### RECORDS TO PROCESS

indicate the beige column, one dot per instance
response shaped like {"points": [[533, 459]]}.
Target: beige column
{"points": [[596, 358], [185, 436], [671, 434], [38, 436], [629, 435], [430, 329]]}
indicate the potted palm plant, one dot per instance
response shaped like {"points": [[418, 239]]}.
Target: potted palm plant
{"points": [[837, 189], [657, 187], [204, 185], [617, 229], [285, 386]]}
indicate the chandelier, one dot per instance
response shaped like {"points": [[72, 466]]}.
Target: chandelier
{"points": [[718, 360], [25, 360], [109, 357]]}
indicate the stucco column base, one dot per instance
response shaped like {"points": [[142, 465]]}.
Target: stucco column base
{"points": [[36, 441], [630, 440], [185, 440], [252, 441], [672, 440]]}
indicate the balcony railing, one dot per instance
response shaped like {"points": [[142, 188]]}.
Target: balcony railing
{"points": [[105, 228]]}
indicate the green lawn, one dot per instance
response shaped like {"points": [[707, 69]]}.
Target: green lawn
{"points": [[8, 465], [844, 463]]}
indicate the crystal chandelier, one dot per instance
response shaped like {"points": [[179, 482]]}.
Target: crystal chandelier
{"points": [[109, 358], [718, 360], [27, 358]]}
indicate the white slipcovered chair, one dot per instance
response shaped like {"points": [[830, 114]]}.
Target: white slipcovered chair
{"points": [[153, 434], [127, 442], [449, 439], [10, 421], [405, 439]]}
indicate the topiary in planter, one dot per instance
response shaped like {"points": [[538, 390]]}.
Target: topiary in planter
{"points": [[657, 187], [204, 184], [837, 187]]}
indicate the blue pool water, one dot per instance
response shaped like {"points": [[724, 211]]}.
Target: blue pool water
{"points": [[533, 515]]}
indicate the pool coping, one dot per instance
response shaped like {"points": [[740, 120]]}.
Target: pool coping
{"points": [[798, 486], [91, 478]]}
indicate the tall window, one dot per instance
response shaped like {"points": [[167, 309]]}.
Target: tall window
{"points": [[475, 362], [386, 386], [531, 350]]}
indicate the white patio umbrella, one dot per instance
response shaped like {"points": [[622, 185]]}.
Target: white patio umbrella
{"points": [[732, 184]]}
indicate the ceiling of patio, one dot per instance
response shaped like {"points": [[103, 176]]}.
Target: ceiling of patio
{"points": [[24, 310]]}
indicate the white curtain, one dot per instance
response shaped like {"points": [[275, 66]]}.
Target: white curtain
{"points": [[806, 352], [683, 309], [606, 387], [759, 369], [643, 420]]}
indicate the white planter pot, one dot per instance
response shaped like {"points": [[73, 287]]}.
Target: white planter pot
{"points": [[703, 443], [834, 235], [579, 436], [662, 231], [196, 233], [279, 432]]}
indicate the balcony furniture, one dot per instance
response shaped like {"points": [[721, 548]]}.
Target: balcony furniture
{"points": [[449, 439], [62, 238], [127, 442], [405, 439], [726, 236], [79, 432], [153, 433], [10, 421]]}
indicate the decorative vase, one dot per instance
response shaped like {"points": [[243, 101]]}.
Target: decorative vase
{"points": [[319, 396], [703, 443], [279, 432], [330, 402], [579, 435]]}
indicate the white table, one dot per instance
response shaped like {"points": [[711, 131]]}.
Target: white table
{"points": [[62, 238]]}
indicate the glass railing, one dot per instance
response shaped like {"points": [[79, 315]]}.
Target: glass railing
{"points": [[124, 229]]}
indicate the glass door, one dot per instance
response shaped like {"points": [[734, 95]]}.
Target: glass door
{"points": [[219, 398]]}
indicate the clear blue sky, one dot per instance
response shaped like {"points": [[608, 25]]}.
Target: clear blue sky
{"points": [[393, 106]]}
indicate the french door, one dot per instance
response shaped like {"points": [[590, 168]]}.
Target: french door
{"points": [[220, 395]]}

### YOUR INSTRUCTIONS
Transcribe all of the material above line for line, with no changes.

### EXPECTED ANSWER
indicate the beige column, one dot per instance
response shaped like {"points": [[533, 459]]}.
Target: beige column
{"points": [[596, 358], [185, 436], [671, 434], [38, 436], [629, 435], [430, 329]]}
indicate the potted palm plant, one dot per instance
response shaped like {"points": [[418, 239]]}.
Target: potted palm plant
{"points": [[837, 189], [657, 187], [204, 185], [617, 229], [285, 386]]}
indicate the chandelier, one dot per instance
response shaped like {"points": [[72, 466]]}.
Target: chandelier
{"points": [[718, 360], [25, 360], [109, 357]]}
indicate the stucco column base, one dot per instance
response shaped like {"points": [[142, 465]]}.
Target: stucco column base
{"points": [[36, 441], [630, 440], [185, 440], [252, 441], [672, 440]]}
indicate the balcony railing, one dot per instance
response shaped like {"points": [[142, 188]]}.
Target: balcony railing
{"points": [[105, 228]]}
indicate the green lawn, one dot per instance
response shaped like {"points": [[707, 69]]}.
Target: green lawn
{"points": [[8, 465], [844, 463]]}
indicate the crystal chandelier, one dot per instance
response shaped like {"points": [[179, 482]]}.
Target: crystal chandelier
{"points": [[109, 358], [718, 360], [27, 358]]}
indicate the white slipcovered chair, one dot per instance
response shaped like {"points": [[830, 114]]}.
Target: white slipcovered chair
{"points": [[153, 434], [127, 442], [449, 439], [10, 421], [405, 439]]}
indicate the topiary in planter, one dot per instance
response shaped like {"points": [[538, 390]]}.
Target: topiary in planter
{"points": [[657, 187], [204, 184], [837, 187]]}
indicate the blue pool water, one dot per instance
response shaped like {"points": [[724, 211]]}.
Target: blue pool water
{"points": [[533, 515]]}
indicate the pool coping, one dot per instance
response shaped like {"points": [[740, 120]]}.
Target: pool coping
{"points": [[798, 486], [91, 478]]}
indicate the tall window, one dot per instance
response shaped like {"points": [[167, 309]]}.
Target: tall window
{"points": [[475, 362], [386, 386], [531, 350]]}
indicate the white patio umbrella, one dot per instance
response shaped like {"points": [[622, 185]]}.
Target: white patio umbrella
{"points": [[732, 184]]}
indicate the ceiling of patio, one dot per instance
response shaped like {"points": [[103, 176]]}.
Target: ceiling of patio
{"points": [[24, 310]]}
indicate the white curtain, one dot per instance
response shaped like {"points": [[275, 66]]}.
Target: white curtain
{"points": [[806, 352], [683, 309], [606, 387], [759, 369], [643, 420]]}
indicate the white planter pot, one dot per instance
response shaped like {"points": [[73, 287]]}.
Target: white planter pot
{"points": [[703, 443], [834, 235], [579, 436], [662, 231], [196, 233], [279, 432]]}
indicate the balcony furniture, one dot per instance
response shaped like {"points": [[721, 548]]}.
Target: balcony furniture
{"points": [[449, 439], [62, 238], [127, 442], [405, 439], [726, 236], [79, 432], [153, 433], [10, 421]]}
indicate the decorative vase, one dot per instance
response shaped like {"points": [[243, 101]]}.
Target: decorative vase
{"points": [[319, 396], [703, 443], [279, 432], [330, 402], [579, 435]]}
indicate the white table, one dot per instance
response shaped like {"points": [[711, 131]]}.
Target: white table
{"points": [[62, 238]]}
indicate the glass railing, one dot per instance
response shaped like {"points": [[79, 315]]}.
Target: glass railing
{"points": [[124, 229]]}
indicate the glass door, one dot per instance
response shaped like {"points": [[734, 95]]}.
Target: glass door
{"points": [[219, 398]]}
indicate the clear blue sky, one dot per instance
response shaped like {"points": [[608, 25]]}.
Target: clear blue sky
{"points": [[393, 106]]}
indicate the french door, one dot per instance
response shaped like {"points": [[590, 168]]}.
Target: french door
{"points": [[220, 395]]}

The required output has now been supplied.